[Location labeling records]
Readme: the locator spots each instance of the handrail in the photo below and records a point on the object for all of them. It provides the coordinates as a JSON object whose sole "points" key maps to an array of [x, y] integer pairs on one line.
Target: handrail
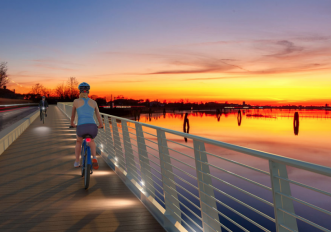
{"points": [[181, 188]]}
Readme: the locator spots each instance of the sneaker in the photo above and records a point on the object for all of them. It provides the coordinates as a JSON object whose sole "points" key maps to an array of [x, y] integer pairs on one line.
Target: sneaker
{"points": [[95, 163], [76, 165]]}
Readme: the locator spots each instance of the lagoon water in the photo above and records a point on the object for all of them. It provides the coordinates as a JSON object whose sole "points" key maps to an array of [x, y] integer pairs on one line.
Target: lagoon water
{"points": [[271, 131]]}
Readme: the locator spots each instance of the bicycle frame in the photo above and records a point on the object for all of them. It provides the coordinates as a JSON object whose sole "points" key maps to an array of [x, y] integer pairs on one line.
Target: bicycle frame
{"points": [[86, 149]]}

> [Task objective]
Rename "locator" to "annotator" in all of the rows above, and write the rows out again with everything else unchanged. Leave the picture out.

> [Reply to the exercise]
Readme: the annotator spots each instance of the handrail in the photo below and records a point on the object for all of them. It provides the coordinates as a JSON object whose sole "points" key maps to an array of [x, y] integer pairs on one line.
Target: handrail
{"points": [[181, 188]]}
Readme: the annotator spots each instance of the sneaker in the photo above and records a point on the object for all of them. It provides the coordinates as a JSON object whose sole "points" key maps to an array of [x, y] integer pairs on one line.
Target: sneaker
{"points": [[95, 163], [76, 165]]}
Readme: the annotator spots each instance of the lagoon water in the photo above and records a point on the object for all of them. It provides the coordinates as a JSON object whose sole "points" key maps to an array of [x, y] integer pairs on one line.
Target: lagoon water
{"points": [[271, 131]]}
Readme: the annotator spots each instance of the bicycle frame in the photo above and records a point on the object for all of them. It provides the coordinates as a JSON object whose sole "points" key maps to an array of [x, y] integer pairs on one line.
Target: bicycle frame
{"points": [[86, 149]]}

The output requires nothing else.